Dataset entries
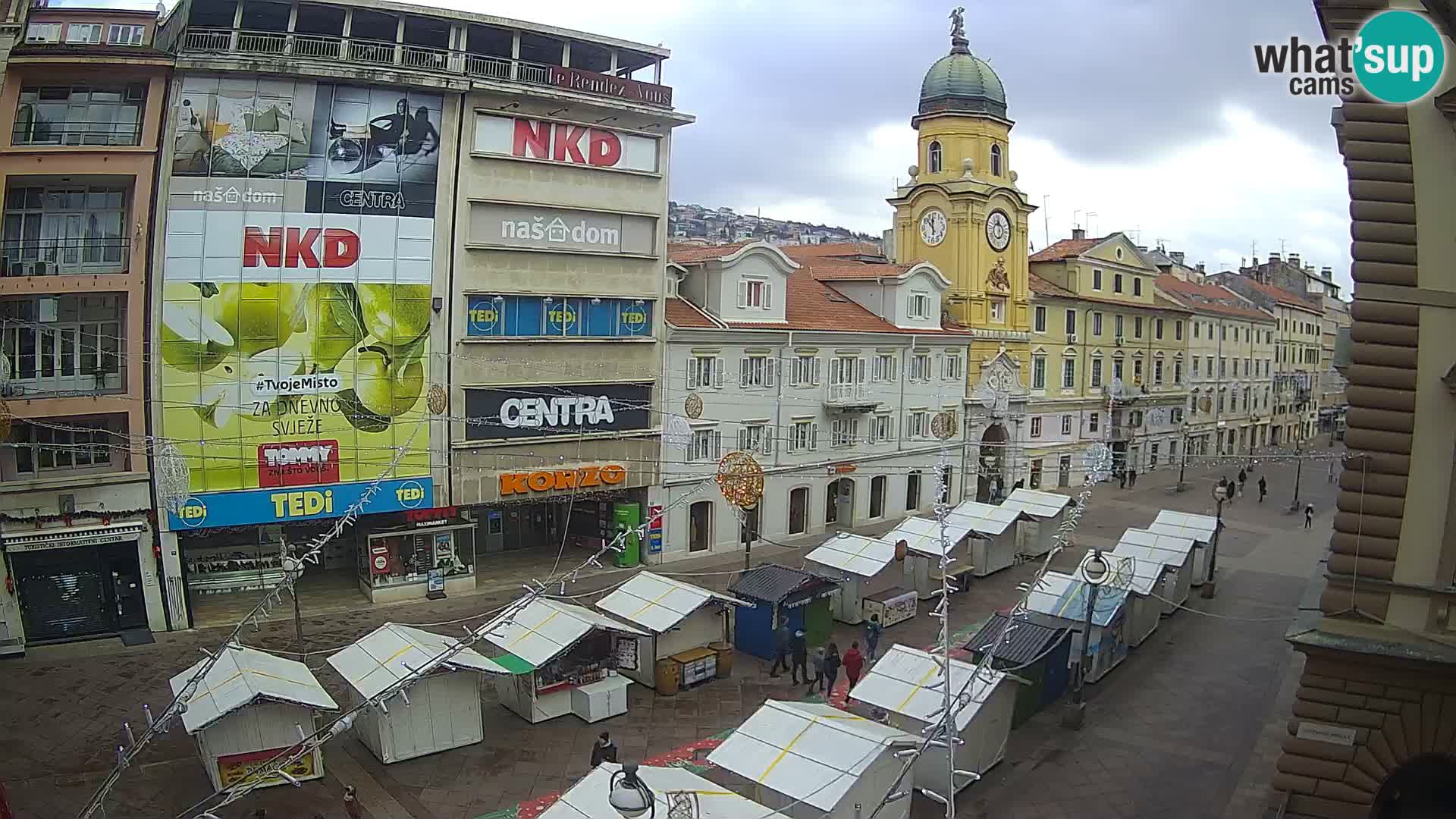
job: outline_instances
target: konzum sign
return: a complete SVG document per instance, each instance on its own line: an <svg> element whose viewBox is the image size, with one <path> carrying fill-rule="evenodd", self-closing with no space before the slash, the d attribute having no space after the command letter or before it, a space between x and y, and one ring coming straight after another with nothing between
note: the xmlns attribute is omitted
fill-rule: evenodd
<svg viewBox="0 0 1456 819"><path fill-rule="evenodd" d="M579 469L543 469L540 472L502 472L501 497L558 490L600 490L628 479L628 468L620 463L582 466Z"/></svg>
<svg viewBox="0 0 1456 819"><path fill-rule="evenodd" d="M475 152L603 171L657 172L657 140L575 122L476 114Z"/></svg>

DIRECTION> Leave images out of the retyped records; keep all else exact.

SOLUTION>
job: outline_instances
target: konzum sign
return: a complete SVG document per instance, each instance on its own line: an <svg> element whose viewBox is the image size, with one <path> carrying fill-rule="evenodd", self-closing with no space before the slash, the d attribute having no space after the command letter or before it, a space between x and y, and one ring coming straight after another with nothing between
note: the xmlns attribute is omitted
fill-rule: evenodd
<svg viewBox="0 0 1456 819"><path fill-rule="evenodd" d="M579 469L543 469L540 472L502 472L501 497L558 490L600 490L628 479L628 468L620 463L582 466Z"/></svg>
<svg viewBox="0 0 1456 819"><path fill-rule="evenodd" d="M475 152L603 171L657 172L657 140L575 122L476 114Z"/></svg>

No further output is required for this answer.